• _TASK INSTRUCTIONS_
Locate each line of the material below containing the string "that" and copy every such line in full. Letter case must match.

(Entries from a pointing dataset)

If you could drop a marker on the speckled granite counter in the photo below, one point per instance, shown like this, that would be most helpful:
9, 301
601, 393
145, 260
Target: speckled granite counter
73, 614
* * *
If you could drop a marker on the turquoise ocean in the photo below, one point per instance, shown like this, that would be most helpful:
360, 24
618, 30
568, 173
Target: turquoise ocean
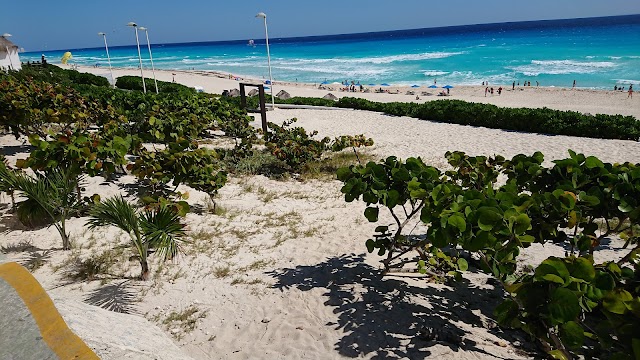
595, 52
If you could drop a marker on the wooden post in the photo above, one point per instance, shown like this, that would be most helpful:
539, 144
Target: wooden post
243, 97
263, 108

• _ANSWER TO THE PROBLEM_
If you could drop a marker on the speckled granite counter in the photo below, one point per instance, shown like this, that would be most helpful:
If you could drop a marker on the turquoise ocean in the photo below, one point per instance, shown like this, that would be most helpful:
If you could drop a marker on the wooden post in the photo above, one point per instance, shown like this, that would be most helpful:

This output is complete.